Shreya Singhal v. Union of India, (2015) 5 SCC 1 (Supreme Court — Constitution Bench)
Facts: Section 66A of the IT Act, 2000 criminalised sending “offensive” or “menacing” messages online. Several persons were arrested under this provision for Facebook posts and online expression.
Issue: Whether Section 66A is constitutional; whether it imposes unreasonable restrictions on freedom of speech and expression.
Held: The Supreme Court struck down Section 66A in its entirety as unconstitutional. The terms “offensive,” “menacing,” “grossly offensive” were held to be vague, overbroad, and incapable of precise definition, leaving scope for arbitrary exercise of power. The provision did not fall within any of the permissible grounds under Art. 19(2). The distinction between “discussion/advocacy” (protected) and “incitement” (unprotected) was emphasised — mere discussion or advocacy of a cause, even unpopular ones, is protected speech.
Principle: A penal provision that creates a chilling effect on free speech by using vague and overbroad language is unconstitutional. Only incitement (likelihood of imminent unlawful action) can be penalised, not mere discussion or advocacy.
3. Privacy, Defamation, and Sting Operations
3.1 Right to Privacy
Privacy is the right of an individual to be left alone and to control information about themselves. In the context of media law, the right to privacy conflicts directly with the press’s right to gather and publish information of public interest. Indian law historically did not recognise a distinct common law right of privacy. However, the Supreme Court’s 9-judge bench decision in Puttaswamy (2017) firmly established privacy as a fundamental right under Art. 21.

-*-*-

Work to do =>
**a)** Reproduce the part of the media law notes starting at "Shreya Singhal v." and ending at "and online expression.".
**b)** According to the media law notes, under which article did the Supreme Court's 9-judge bench in Puttaswamy (2017) establish privacy as a fundamental right?
**c)** For each statement, say whether it agrees with the media law notes: (i) The Supreme Court struck down only part of Section 66A. (ii) Several persons were arrested under Section 66A for Facebook posts. (iii) Indian law historically recognised a distinct common law right of privacy.

Items =>
-*-*-

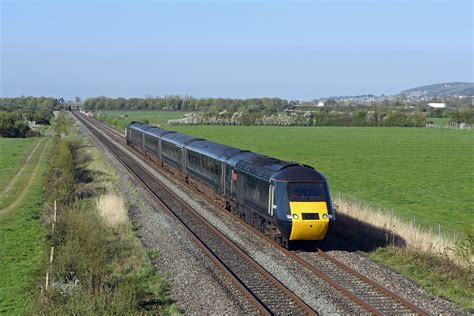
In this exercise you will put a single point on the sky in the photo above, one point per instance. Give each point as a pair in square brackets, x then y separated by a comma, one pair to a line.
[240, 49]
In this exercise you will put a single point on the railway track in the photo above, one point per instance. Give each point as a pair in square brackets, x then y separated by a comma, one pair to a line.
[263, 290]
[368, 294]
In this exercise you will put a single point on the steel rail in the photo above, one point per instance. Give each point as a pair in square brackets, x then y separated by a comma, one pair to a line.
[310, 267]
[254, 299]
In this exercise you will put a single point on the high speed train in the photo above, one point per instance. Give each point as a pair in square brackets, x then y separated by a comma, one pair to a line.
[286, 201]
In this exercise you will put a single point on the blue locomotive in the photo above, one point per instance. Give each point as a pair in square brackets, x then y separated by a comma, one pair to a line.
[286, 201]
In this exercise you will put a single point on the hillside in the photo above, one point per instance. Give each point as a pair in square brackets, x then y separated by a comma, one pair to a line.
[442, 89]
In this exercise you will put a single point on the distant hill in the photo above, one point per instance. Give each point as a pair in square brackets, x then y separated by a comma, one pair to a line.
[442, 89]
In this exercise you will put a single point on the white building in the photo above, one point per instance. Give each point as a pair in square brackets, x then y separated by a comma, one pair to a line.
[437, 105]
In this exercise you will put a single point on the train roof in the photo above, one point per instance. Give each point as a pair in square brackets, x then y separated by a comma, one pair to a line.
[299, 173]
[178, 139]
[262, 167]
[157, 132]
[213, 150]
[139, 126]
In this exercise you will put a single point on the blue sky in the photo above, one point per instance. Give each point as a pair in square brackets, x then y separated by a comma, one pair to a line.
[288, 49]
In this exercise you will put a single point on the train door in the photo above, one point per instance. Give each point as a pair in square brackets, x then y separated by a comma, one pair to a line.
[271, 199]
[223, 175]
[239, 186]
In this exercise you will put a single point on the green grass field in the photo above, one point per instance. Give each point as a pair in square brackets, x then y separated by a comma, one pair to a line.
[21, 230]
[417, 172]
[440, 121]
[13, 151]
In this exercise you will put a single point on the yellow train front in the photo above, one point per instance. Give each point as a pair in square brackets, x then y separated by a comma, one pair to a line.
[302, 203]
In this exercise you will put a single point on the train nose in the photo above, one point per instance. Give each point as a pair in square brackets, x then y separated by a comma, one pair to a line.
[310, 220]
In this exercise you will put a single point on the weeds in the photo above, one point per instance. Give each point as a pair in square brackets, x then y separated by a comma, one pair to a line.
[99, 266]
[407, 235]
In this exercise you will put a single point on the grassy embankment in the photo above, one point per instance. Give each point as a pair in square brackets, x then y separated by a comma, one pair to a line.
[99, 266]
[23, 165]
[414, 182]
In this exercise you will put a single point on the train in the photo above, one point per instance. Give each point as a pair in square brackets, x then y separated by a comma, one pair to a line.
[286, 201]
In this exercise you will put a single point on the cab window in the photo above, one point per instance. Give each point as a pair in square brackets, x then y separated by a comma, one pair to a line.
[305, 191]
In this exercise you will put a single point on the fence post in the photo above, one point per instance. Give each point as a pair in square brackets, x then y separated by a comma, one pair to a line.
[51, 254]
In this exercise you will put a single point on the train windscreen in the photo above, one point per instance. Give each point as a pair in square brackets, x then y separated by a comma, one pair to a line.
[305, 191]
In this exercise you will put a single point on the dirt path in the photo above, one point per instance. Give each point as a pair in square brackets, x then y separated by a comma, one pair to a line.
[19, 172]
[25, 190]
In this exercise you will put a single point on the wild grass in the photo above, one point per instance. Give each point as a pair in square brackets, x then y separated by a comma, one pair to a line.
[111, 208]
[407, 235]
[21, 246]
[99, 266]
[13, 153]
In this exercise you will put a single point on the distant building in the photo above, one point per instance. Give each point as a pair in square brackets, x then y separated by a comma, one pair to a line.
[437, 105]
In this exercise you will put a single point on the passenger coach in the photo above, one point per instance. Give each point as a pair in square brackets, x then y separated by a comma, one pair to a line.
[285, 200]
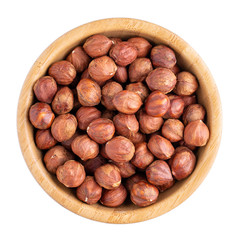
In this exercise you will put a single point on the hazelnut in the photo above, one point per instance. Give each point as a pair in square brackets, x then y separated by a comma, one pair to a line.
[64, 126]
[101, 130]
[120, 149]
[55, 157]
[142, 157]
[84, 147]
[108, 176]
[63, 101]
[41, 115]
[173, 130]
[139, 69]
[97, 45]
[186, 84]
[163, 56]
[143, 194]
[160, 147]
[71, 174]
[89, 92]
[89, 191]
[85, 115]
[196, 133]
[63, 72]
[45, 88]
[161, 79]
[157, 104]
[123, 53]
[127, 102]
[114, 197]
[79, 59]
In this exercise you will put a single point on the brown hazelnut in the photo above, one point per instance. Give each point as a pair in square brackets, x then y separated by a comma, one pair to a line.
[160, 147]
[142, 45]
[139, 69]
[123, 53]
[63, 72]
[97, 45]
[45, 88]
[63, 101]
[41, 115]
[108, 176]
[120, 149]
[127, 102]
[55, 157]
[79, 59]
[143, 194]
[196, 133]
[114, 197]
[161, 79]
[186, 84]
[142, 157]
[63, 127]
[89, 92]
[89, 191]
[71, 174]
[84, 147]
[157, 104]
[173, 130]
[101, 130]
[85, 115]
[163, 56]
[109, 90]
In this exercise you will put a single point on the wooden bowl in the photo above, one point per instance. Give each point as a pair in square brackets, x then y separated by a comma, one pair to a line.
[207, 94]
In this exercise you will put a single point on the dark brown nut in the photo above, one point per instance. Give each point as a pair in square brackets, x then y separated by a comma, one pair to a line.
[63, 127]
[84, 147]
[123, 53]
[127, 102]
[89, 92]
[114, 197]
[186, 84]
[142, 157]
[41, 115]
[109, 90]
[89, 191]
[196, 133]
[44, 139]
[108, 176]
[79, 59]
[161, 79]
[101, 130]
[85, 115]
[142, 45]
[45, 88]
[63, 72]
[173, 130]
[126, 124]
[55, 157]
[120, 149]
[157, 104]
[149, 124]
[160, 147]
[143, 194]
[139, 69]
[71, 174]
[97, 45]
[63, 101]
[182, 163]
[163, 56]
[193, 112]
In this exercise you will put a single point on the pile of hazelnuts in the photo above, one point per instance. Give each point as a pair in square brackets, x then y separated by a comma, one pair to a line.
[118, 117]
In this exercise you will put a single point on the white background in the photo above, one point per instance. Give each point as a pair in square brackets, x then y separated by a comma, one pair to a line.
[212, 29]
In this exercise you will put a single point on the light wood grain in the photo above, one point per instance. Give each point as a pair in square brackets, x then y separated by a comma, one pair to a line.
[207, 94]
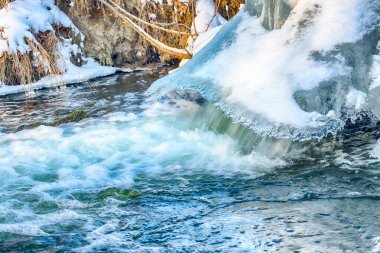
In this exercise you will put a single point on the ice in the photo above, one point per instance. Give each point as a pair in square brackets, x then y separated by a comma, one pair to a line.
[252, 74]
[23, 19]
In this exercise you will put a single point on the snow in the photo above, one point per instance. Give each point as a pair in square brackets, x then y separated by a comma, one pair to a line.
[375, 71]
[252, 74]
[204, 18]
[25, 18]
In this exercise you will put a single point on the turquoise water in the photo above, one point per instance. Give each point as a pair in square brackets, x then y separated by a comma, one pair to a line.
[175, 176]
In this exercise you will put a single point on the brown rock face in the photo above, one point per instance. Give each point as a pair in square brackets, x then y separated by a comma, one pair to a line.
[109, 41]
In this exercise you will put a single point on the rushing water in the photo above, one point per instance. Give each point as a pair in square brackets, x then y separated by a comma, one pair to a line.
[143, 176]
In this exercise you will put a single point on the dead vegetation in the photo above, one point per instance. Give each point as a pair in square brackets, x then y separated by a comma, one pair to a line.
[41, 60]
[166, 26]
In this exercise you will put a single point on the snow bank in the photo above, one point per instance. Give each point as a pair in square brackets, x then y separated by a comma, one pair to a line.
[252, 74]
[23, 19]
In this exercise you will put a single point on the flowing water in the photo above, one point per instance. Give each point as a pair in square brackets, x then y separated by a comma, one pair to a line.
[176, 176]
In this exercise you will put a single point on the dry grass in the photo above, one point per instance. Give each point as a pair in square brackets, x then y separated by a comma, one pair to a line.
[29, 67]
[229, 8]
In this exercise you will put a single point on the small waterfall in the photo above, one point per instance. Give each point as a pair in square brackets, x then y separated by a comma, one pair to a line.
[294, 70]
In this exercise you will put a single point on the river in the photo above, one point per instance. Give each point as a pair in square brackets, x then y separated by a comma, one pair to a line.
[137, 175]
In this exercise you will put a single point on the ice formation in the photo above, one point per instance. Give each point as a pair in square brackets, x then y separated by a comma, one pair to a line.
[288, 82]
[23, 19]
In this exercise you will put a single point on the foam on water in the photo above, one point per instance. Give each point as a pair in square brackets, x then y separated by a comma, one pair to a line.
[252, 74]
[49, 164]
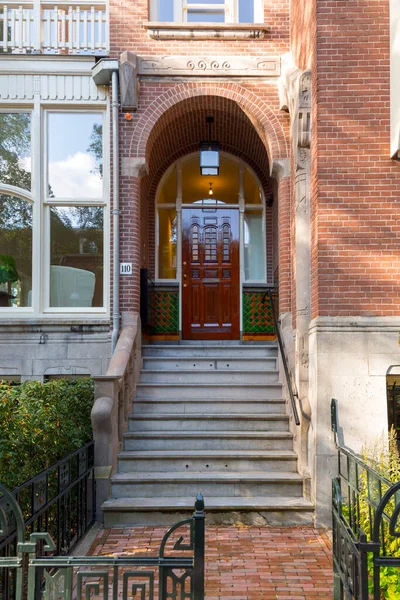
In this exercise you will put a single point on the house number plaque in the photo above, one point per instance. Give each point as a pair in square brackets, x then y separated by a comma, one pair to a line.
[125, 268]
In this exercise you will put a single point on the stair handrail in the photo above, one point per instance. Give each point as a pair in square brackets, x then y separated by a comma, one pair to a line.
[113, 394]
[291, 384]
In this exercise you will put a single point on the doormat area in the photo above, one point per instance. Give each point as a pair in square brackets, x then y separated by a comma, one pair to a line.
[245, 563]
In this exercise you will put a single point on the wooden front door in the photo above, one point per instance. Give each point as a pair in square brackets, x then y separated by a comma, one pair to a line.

-*-*-

Solutions in order =>
**a)**
Shreya Singhal v. Union of India, (2015) 5 SCC 1 (Supreme Court — Constitution Bench)
Facts: Section 66A of the IT Act, 2000 criminalised sending “offensive” or “menacing” messages online. Several persons were arrested under this provision for Facebook posts and online expression.

**b)** Art. 21

**c)**
(i) No: "The Supreme Court struck down Section 66A in its entirety as unconstitutional."
(ii) Yes: "Several persons were arrested under this provision for Facebook posts and online expression."
(iii) No: "Indian law historically did not recognise a distinct common law right of privacy."